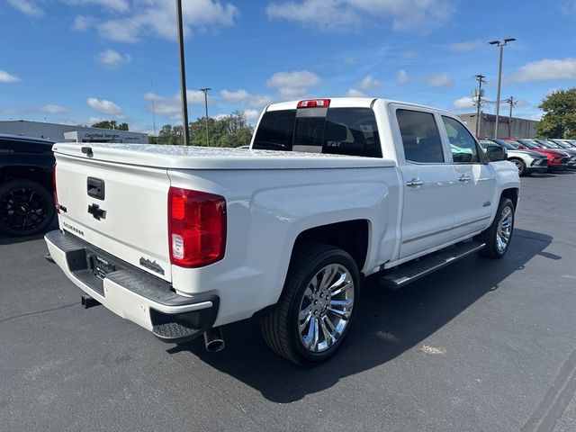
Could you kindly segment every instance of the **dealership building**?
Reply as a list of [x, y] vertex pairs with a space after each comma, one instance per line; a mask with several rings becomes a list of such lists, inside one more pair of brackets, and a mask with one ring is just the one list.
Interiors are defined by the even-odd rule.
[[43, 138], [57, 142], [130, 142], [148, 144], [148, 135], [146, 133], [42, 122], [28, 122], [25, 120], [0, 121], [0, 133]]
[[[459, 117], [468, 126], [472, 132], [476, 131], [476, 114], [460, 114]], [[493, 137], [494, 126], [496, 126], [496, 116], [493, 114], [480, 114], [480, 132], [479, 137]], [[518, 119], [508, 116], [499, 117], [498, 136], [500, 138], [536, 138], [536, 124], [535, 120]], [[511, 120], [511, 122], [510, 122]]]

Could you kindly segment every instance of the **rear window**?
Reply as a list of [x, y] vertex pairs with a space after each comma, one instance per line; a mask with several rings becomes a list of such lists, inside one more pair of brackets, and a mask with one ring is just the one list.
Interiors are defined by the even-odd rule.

============

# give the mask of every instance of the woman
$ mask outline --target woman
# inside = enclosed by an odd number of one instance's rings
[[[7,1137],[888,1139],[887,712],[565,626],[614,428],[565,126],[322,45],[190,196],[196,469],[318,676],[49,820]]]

============

**Problem to work on**
Please convert the records from the line that contains "Could you kindly segment every instance of the **dealership" through the line that contains "121], [0, 133]]" into a two-column CSV with the headers input and output, one row per record. Put each record's text and its answer in separate quoted fields, with line breaks replaced by spaces.

**Task output**
input,output
"Could you kindly segment every instance of the **dealership building**? Reply as a list of [x, y] vertex pairs with a space after each comma, one instance per line; a mask with several rings becomes a list of such lists, inside one more pair of brackets, and a mask with one ring is just the one list. Interiors are defined by the even-odd rule.","[[43, 138], [57, 142], [130, 142], [148, 144], [148, 135], [146, 133], [42, 122], [28, 122], [25, 120], [0, 121], [0, 133]]"